Exercise
Recast the lines below, everything from the line containing "I'd appreciate your assistance detecting the smiling" down to the line containing "[511,169,564,245]", as a two-column CSV with headers input and output, one row per text and its box. Put each value in a single quoted field with line breaks turned into spaces, and leave the picture out.

Recorded information

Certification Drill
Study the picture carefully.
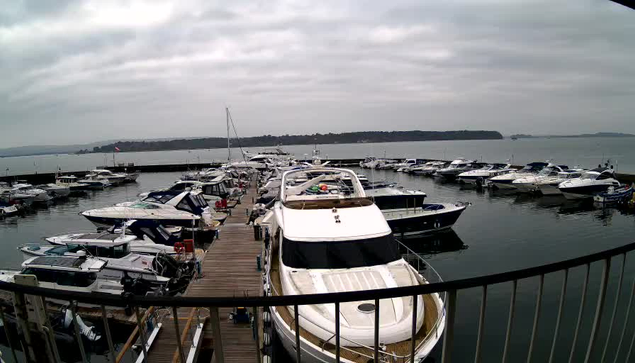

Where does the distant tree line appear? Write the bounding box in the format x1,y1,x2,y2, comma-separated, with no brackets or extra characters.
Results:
88,130,503,153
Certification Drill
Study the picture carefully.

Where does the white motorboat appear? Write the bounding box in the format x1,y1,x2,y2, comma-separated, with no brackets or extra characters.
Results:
512,163,569,193
410,161,447,176
263,168,445,363
86,169,127,185
55,175,90,192
11,183,51,203
81,191,212,228
393,159,419,172
536,169,584,195
36,183,71,199
558,167,621,199
434,158,482,180
0,256,124,295
19,236,194,292
45,220,181,256
458,163,515,185
77,176,112,190
0,200,20,219
489,162,549,190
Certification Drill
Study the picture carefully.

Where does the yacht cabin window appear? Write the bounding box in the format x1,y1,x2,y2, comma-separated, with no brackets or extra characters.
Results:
21,268,97,287
282,234,401,269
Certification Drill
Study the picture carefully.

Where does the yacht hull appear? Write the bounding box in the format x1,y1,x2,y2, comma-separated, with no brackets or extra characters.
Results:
382,204,466,238
83,214,198,228
560,185,609,199
538,184,562,195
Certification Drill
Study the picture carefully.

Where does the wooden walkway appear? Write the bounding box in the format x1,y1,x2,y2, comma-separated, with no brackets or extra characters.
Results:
148,186,262,363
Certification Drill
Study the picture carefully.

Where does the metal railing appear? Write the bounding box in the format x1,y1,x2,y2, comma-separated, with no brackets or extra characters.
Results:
0,243,635,363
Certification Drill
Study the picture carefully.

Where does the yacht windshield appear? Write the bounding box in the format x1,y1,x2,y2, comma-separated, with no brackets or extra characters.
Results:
282,234,401,269
130,202,160,209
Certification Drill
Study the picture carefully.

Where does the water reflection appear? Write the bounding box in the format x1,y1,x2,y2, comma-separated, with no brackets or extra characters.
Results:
401,229,468,255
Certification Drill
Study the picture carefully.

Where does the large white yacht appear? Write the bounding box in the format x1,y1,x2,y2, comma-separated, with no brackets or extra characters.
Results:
81,191,212,228
558,167,621,199
536,169,584,195
264,168,445,362
512,163,569,193
458,163,515,184
490,162,549,190
434,158,482,180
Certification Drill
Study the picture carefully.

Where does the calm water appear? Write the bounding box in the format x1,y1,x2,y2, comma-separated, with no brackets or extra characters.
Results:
0,171,635,362
0,138,635,175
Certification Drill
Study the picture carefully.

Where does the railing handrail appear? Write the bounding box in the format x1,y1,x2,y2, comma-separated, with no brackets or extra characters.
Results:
0,243,635,307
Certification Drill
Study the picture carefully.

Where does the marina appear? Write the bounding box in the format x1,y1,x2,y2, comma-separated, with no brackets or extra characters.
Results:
0,147,635,362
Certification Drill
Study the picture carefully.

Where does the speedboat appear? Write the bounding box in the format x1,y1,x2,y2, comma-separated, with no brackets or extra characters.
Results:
593,185,633,204
45,220,182,256
393,159,418,172
362,183,467,238
19,240,194,292
77,175,112,190
458,163,515,185
0,256,164,300
512,163,569,193
36,183,71,198
11,183,51,203
0,200,20,219
536,169,584,195
55,175,90,192
263,168,445,363
86,169,126,185
81,191,212,228
434,158,482,180
0,182,35,206
558,167,621,199
410,161,447,176
489,162,549,190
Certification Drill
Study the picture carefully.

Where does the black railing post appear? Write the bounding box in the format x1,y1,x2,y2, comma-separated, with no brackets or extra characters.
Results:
600,253,626,362
584,257,611,363
335,301,340,363
527,275,545,363
474,285,487,363
410,295,419,362
373,299,380,362
549,269,569,363
503,280,518,363
172,306,186,363
13,292,37,362
293,305,302,363
613,279,635,363
0,306,19,363
101,305,117,363
569,263,592,363
71,301,88,363
134,306,149,362
209,306,225,363
441,290,456,363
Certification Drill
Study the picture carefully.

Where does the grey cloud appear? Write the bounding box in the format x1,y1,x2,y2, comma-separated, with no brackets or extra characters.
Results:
0,0,635,146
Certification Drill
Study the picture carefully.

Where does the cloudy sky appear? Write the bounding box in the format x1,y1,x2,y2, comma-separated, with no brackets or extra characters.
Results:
0,0,635,147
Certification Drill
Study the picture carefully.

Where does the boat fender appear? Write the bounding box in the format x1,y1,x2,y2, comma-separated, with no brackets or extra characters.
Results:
174,242,185,253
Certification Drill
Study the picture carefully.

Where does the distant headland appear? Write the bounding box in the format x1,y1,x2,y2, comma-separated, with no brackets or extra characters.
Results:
509,132,635,139
79,130,503,153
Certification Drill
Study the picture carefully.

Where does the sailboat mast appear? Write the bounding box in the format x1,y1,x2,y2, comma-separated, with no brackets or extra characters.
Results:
225,107,232,164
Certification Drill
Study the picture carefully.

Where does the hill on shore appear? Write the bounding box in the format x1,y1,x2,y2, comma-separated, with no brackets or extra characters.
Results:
87,130,503,153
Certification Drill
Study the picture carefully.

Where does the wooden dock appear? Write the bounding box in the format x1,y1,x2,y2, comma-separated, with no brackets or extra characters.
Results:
148,186,262,363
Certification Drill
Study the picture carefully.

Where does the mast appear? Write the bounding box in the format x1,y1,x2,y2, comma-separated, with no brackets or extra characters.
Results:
225,107,232,164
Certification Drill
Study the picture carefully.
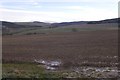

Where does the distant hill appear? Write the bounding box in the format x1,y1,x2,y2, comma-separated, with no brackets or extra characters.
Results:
52,18,120,27
88,18,120,24
2,18,120,28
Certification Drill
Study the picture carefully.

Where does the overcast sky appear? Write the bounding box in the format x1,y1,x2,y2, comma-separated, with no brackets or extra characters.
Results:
0,0,119,22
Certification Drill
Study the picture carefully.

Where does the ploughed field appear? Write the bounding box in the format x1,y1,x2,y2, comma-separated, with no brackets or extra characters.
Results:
2,30,118,67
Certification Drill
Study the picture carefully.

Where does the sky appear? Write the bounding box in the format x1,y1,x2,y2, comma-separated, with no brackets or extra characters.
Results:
0,0,119,23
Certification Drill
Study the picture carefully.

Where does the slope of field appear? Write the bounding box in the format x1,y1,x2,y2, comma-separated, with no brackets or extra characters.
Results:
3,30,118,65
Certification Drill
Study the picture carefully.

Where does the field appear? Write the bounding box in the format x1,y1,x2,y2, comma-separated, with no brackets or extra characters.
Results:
2,25,118,77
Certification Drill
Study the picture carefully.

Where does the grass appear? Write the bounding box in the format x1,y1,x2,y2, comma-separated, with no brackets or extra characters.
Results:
2,63,60,78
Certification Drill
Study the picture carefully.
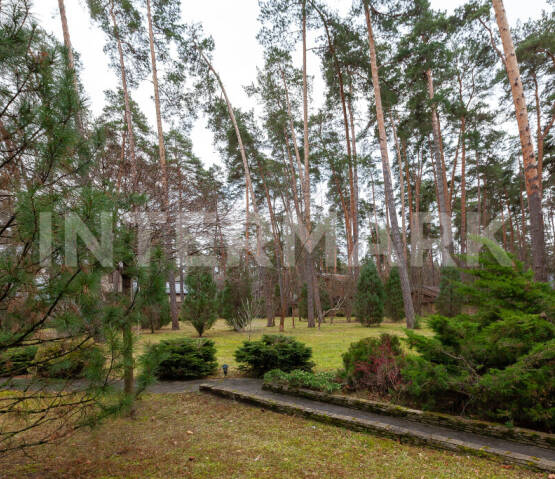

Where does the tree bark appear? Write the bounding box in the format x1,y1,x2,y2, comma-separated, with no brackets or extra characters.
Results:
58,0,85,134
363,0,414,329
461,116,466,254
492,0,547,281
389,110,407,262
110,0,137,191
121,268,134,396
426,69,453,264
146,0,179,331
302,0,318,328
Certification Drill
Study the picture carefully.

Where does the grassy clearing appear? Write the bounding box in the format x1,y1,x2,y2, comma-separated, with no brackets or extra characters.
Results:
137,318,431,371
0,393,547,479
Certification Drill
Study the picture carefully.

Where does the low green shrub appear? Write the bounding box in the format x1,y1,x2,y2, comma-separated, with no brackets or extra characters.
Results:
402,251,555,432
234,335,314,377
264,369,341,394
141,338,218,380
0,346,38,377
34,340,103,379
342,334,404,394
354,259,385,326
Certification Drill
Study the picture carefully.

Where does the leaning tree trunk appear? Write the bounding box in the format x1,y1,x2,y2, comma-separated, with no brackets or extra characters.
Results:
146,0,179,331
58,0,85,134
302,0,318,328
363,0,414,329
110,0,138,395
110,1,137,191
493,0,547,281
197,47,263,266
426,69,453,263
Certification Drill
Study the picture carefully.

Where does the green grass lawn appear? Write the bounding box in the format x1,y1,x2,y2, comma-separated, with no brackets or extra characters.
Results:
137,318,432,372
0,393,547,479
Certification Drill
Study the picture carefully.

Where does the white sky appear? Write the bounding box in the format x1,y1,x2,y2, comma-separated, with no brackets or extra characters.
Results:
33,0,549,169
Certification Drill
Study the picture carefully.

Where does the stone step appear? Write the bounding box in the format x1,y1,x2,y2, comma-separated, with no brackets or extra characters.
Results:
200,380,555,472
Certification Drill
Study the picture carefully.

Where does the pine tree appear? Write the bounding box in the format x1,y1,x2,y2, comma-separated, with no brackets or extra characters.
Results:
182,269,218,337
355,259,384,326
436,266,462,318
385,266,405,322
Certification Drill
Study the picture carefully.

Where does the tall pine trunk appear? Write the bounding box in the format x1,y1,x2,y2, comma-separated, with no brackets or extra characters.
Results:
146,0,179,331
426,69,453,264
110,0,138,395
363,0,414,329
492,0,547,281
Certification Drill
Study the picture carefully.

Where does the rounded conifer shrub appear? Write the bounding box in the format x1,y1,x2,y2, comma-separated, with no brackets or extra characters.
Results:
33,339,104,379
140,338,218,381
355,260,384,326
235,334,314,377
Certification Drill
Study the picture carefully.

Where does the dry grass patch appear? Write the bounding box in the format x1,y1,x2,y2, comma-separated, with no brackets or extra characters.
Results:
0,393,547,479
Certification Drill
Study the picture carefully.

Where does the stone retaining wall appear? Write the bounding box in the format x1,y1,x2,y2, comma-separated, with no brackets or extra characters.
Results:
263,384,555,449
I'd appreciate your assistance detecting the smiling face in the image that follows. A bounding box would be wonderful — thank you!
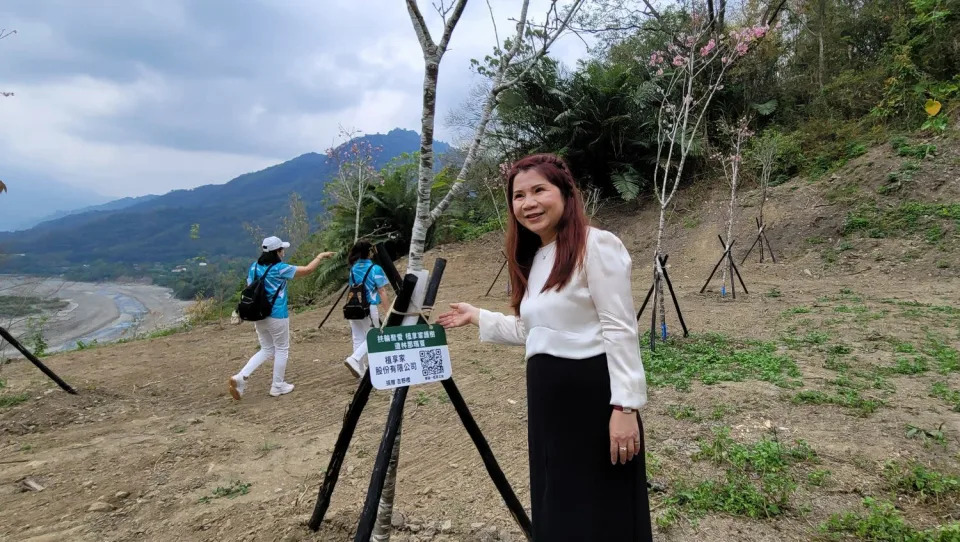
[511,169,564,245]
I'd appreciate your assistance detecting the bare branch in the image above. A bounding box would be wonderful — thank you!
[487,0,500,47]
[438,0,467,55]
[493,0,584,93]
[407,0,435,54]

Exercise solution
input,output
"I'd appreciate your assistance detecting the smiling face in the image that follows. A bounding box would be wonderful — thank you!","[511,169,564,245]"